Saved data entries:
────
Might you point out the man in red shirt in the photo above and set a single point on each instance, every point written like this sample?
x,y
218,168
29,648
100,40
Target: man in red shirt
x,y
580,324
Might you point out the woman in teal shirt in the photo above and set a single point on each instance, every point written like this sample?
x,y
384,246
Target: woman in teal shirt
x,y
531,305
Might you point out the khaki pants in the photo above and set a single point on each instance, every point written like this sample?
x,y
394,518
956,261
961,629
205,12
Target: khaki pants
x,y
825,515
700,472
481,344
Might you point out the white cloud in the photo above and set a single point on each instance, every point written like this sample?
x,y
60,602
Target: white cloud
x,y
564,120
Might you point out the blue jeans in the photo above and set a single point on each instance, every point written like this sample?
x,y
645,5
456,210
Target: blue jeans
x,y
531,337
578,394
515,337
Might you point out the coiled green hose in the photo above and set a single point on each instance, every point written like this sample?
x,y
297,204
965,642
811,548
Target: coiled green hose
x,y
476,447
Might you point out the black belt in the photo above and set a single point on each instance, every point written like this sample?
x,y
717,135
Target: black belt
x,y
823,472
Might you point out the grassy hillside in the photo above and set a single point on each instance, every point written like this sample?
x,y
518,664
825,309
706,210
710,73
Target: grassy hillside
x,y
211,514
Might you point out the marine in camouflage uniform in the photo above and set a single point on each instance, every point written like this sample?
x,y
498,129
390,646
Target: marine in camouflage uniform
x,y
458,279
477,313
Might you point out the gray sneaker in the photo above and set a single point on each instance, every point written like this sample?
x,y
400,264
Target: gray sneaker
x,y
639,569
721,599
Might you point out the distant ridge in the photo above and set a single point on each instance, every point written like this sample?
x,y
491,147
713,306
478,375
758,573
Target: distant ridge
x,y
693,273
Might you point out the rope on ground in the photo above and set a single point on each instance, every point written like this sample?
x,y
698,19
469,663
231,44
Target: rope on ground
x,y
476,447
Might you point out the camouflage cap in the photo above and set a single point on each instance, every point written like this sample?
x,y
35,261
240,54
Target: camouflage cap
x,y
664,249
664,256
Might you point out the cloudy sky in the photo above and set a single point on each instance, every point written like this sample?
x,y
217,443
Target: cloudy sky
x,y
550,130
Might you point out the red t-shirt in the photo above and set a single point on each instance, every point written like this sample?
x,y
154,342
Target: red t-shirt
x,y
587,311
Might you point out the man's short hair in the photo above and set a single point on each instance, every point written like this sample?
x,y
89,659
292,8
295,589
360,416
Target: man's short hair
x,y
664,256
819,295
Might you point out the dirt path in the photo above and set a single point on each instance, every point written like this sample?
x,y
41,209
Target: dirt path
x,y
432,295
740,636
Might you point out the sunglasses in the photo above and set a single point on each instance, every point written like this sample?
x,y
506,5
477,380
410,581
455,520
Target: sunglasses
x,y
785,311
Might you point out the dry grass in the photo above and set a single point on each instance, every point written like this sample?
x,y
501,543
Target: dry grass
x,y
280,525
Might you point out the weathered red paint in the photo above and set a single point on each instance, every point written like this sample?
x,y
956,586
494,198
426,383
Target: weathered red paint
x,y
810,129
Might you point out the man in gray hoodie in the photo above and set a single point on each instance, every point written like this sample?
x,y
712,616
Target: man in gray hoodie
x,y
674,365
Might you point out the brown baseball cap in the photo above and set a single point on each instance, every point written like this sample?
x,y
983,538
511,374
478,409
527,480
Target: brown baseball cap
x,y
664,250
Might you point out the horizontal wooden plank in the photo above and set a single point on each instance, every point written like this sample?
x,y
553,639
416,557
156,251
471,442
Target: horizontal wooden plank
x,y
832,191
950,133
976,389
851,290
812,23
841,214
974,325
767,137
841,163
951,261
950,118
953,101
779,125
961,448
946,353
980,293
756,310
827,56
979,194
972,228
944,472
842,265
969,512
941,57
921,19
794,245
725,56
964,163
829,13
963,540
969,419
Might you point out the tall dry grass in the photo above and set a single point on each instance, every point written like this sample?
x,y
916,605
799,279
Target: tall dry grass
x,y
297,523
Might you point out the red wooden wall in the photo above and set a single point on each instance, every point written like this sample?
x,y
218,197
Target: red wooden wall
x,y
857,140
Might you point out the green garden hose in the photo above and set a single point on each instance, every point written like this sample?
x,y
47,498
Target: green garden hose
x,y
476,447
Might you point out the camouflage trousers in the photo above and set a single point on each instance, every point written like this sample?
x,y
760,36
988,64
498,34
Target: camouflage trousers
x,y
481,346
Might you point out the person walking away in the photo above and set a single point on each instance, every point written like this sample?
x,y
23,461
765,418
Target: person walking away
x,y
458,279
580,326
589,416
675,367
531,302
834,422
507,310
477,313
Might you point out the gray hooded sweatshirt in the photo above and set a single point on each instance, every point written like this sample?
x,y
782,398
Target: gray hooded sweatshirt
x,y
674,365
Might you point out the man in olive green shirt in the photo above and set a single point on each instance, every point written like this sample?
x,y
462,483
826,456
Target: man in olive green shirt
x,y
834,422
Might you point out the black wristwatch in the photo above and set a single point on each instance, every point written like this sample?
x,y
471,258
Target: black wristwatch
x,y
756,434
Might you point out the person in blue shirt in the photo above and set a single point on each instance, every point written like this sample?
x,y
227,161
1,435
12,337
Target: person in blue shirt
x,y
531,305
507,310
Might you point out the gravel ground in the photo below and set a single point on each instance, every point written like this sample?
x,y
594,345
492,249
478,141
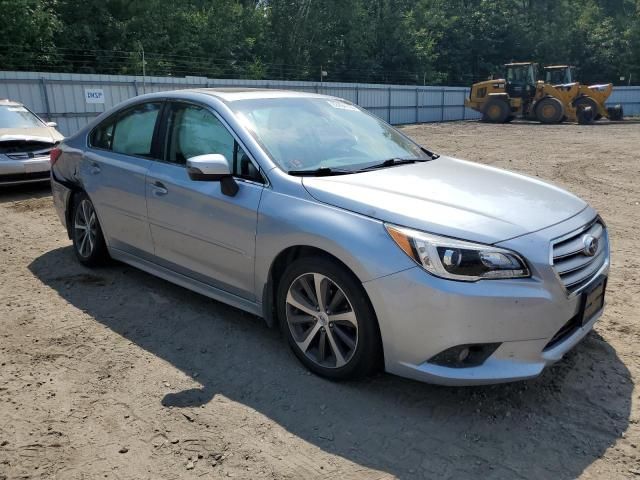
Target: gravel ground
x,y
112,373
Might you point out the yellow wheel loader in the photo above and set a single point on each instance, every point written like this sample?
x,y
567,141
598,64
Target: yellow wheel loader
x,y
522,94
593,96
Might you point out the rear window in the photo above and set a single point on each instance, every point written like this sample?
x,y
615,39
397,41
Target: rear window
x,y
17,116
130,133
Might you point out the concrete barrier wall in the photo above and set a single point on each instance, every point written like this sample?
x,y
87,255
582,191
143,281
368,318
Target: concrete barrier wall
x,y
62,97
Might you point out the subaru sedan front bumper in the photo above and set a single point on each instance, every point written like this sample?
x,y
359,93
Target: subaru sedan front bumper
x,y
422,316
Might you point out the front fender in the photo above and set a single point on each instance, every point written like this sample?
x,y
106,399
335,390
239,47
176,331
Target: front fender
x,y
359,242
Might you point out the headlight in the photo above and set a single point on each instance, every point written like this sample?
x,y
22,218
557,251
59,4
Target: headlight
x,y
457,259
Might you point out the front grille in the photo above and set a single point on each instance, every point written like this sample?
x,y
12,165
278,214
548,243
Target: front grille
x,y
27,155
570,261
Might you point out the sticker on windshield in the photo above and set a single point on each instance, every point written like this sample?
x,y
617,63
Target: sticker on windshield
x,y
342,105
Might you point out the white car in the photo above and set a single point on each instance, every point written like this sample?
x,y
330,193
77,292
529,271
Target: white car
x,y
25,143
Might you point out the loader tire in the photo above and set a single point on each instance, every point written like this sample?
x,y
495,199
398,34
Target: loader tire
x,y
496,111
586,115
615,113
588,102
549,110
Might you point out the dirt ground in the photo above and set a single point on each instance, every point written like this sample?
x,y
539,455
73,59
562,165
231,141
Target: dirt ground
x,y
112,373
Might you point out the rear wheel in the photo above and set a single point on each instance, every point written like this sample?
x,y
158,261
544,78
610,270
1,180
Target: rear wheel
x,y
88,241
549,110
496,111
584,102
327,320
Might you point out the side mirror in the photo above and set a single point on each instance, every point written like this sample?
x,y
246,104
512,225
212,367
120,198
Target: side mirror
x,y
212,167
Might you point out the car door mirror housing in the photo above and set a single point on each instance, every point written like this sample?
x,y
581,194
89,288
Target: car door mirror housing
x,y
208,167
212,167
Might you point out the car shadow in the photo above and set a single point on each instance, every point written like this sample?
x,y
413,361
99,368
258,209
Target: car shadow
x,y
551,427
26,191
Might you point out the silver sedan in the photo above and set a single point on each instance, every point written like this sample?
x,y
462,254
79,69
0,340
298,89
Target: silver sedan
x,y
366,249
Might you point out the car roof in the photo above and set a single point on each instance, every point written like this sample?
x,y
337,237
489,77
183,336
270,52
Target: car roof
x,y
11,103
232,94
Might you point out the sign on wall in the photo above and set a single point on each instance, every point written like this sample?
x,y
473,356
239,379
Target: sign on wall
x,y
94,95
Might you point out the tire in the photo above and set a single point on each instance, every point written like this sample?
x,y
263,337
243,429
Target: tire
x,y
315,335
86,233
588,102
615,113
496,111
586,115
549,110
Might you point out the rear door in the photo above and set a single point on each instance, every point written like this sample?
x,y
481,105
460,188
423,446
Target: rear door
x,y
197,230
114,170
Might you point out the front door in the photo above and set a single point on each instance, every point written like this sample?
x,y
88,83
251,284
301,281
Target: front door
x,y
113,172
196,229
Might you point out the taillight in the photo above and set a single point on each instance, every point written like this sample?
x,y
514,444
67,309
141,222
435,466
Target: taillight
x,y
54,155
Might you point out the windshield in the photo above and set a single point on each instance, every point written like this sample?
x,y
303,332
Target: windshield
x,y
314,133
16,116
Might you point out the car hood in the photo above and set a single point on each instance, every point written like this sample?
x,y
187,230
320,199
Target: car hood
x,y
450,197
40,134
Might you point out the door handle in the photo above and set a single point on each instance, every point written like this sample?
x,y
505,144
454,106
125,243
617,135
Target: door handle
x,y
159,189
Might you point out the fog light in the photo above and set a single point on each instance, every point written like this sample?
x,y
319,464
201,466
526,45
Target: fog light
x,y
464,356
464,353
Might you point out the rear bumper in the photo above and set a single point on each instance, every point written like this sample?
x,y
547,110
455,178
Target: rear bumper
x,y
24,171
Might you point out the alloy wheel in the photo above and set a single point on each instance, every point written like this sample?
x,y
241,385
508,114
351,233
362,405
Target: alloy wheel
x,y
85,228
322,320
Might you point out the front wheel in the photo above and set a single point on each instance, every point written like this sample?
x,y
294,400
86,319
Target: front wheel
x,y
327,319
88,241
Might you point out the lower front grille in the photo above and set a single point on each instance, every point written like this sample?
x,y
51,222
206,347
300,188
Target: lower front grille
x,y
578,257
565,332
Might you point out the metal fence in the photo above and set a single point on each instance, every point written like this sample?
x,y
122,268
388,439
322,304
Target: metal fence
x,y
66,97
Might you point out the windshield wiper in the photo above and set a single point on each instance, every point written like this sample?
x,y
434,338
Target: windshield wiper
x,y
320,172
392,162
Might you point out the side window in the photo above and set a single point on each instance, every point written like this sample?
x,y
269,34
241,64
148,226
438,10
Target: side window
x,y
193,131
133,131
102,135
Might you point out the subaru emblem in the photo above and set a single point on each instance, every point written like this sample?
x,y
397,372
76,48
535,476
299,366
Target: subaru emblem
x,y
590,245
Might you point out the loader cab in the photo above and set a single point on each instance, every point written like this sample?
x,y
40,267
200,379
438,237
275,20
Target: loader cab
x,y
559,74
521,79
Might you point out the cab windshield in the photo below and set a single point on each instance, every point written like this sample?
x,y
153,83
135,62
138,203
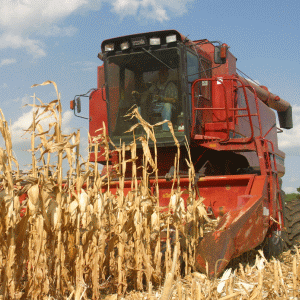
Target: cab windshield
x,y
150,82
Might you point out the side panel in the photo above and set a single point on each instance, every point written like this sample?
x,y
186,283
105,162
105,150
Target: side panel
x,y
98,116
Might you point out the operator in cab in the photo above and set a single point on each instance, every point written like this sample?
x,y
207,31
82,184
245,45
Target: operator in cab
x,y
161,97
165,96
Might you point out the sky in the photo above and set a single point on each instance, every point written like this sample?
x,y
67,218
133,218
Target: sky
x,y
59,40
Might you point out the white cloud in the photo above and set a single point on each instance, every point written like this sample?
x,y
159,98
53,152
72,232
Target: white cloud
x,y
54,30
24,122
290,190
7,61
158,10
22,20
289,140
13,41
21,16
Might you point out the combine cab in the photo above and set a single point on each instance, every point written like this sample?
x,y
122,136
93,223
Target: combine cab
x,y
228,121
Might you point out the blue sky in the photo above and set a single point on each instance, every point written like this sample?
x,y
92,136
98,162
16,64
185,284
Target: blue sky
x,y
59,41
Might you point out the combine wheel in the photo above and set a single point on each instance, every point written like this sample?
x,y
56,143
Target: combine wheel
x,y
292,223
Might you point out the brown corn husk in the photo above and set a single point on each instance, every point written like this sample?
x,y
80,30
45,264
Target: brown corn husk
x,y
78,240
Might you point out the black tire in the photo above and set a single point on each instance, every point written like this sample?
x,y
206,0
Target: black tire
x,y
292,223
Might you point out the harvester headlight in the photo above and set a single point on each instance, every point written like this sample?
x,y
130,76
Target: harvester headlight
x,y
125,46
154,41
171,38
109,47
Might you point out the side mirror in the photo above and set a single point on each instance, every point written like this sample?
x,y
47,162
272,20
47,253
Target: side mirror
x,y
220,54
78,104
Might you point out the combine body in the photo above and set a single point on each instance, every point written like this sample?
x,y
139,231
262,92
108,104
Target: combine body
x,y
229,123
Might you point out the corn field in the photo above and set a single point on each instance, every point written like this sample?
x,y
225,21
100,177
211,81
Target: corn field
x,y
73,238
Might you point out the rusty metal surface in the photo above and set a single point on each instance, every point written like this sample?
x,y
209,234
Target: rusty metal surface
x,y
239,231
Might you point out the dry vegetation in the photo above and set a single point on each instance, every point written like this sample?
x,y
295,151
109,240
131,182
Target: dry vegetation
x,y
78,240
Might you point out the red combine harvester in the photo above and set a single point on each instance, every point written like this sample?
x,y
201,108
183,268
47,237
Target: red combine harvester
x,y
229,124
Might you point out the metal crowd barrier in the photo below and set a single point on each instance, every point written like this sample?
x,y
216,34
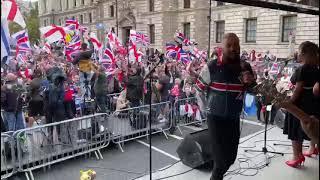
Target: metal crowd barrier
x,y
133,123
186,112
8,157
44,145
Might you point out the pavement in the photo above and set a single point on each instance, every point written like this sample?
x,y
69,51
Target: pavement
x,y
133,163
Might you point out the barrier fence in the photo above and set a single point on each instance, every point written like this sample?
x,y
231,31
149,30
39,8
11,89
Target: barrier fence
x,y
47,144
133,123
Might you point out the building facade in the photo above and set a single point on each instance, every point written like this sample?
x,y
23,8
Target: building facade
x,y
258,28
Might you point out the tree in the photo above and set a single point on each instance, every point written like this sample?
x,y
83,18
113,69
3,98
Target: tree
x,y
32,21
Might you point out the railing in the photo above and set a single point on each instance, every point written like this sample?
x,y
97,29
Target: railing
x,y
8,157
47,144
44,145
133,123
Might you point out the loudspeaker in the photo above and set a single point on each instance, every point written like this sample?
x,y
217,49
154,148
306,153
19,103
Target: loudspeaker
x,y
195,150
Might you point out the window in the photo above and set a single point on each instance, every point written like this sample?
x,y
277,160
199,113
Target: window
x,y
288,25
186,30
219,31
45,5
186,4
111,11
151,5
219,3
90,18
152,33
81,19
251,30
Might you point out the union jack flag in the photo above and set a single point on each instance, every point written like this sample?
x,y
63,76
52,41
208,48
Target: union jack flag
x,y
172,47
113,40
142,38
172,50
72,24
73,47
179,37
22,39
183,56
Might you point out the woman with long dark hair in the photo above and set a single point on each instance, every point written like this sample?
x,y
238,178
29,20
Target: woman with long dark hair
────
• [TASK INSTRUCTIONS]: Reproduce the records unchanged, beginning at the line containing "Might you point out the window" and continuing through the end of the records.

• [EXPECTED OUTPUT]:
Might you point out the window in the photo above and set a single point on each instance, every point written like this sample?
x,y
277,160
199,113
Target: window
x,y
288,25
186,30
219,31
45,5
186,4
111,11
151,5
219,3
90,18
152,33
81,19
251,30
Might you point out the union jack flag in the photo above and set a single point on each instance, every point written like this sample?
x,y
63,76
52,41
208,48
Target: union jack flag
x,y
172,47
113,40
142,38
172,50
72,24
73,47
179,37
22,39
183,56
Might you point out the woman with long dark hair in the photo above and set a single point on each instance, every point written like this sample?
x,y
238,178
29,20
Target: woman with long dark hair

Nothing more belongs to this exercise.